### Activity
Say how many lines in the entries hold the word "instance", and reply with that number only.

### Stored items
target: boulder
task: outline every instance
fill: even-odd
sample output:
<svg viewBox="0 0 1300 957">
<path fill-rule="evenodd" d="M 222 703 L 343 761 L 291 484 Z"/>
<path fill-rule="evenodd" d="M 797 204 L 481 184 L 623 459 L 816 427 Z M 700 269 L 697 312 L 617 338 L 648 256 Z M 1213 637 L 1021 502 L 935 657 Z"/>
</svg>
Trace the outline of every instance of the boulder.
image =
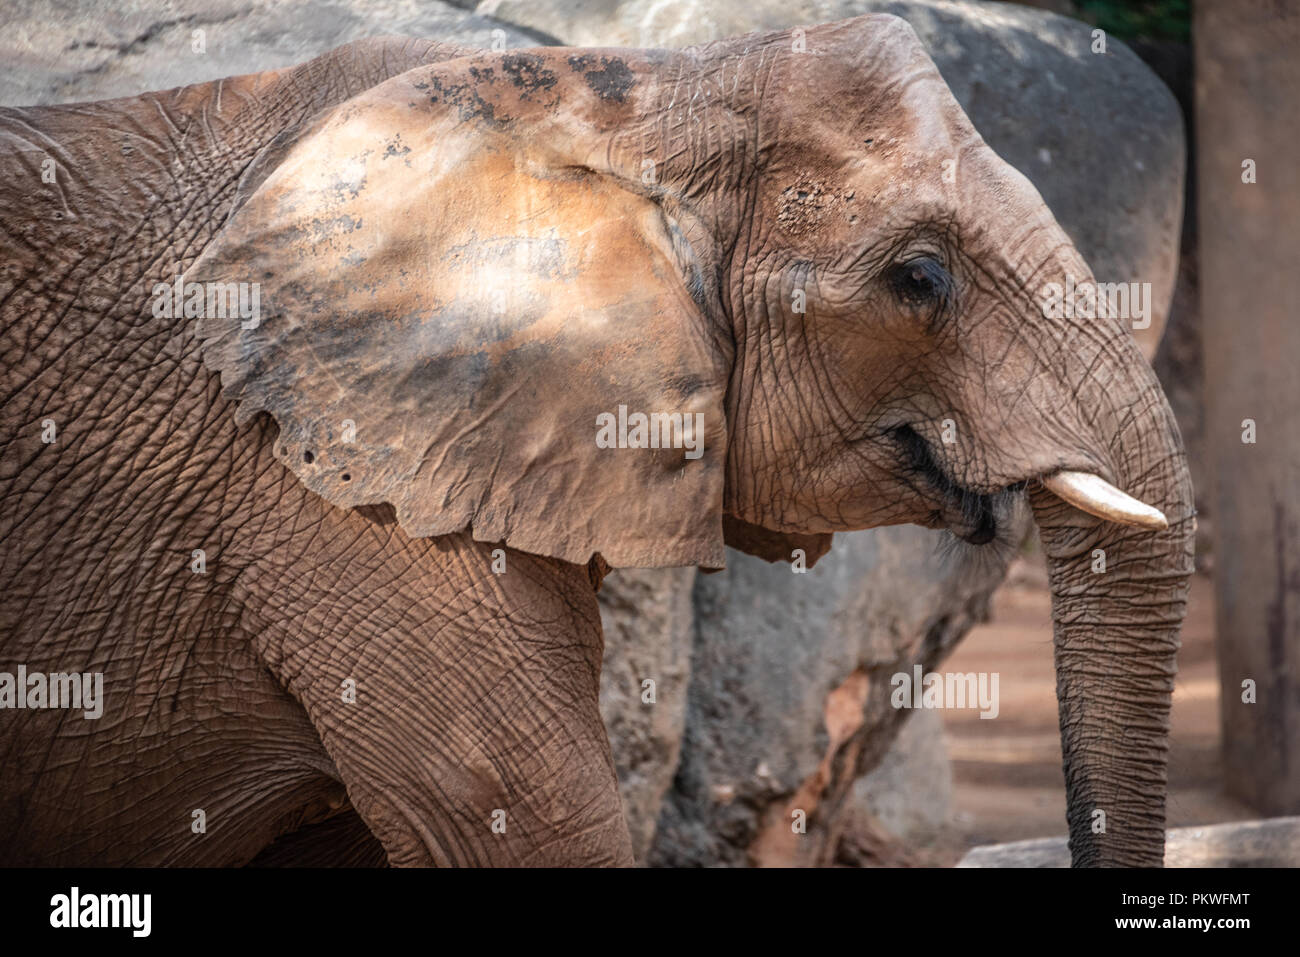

### Reply to the task
2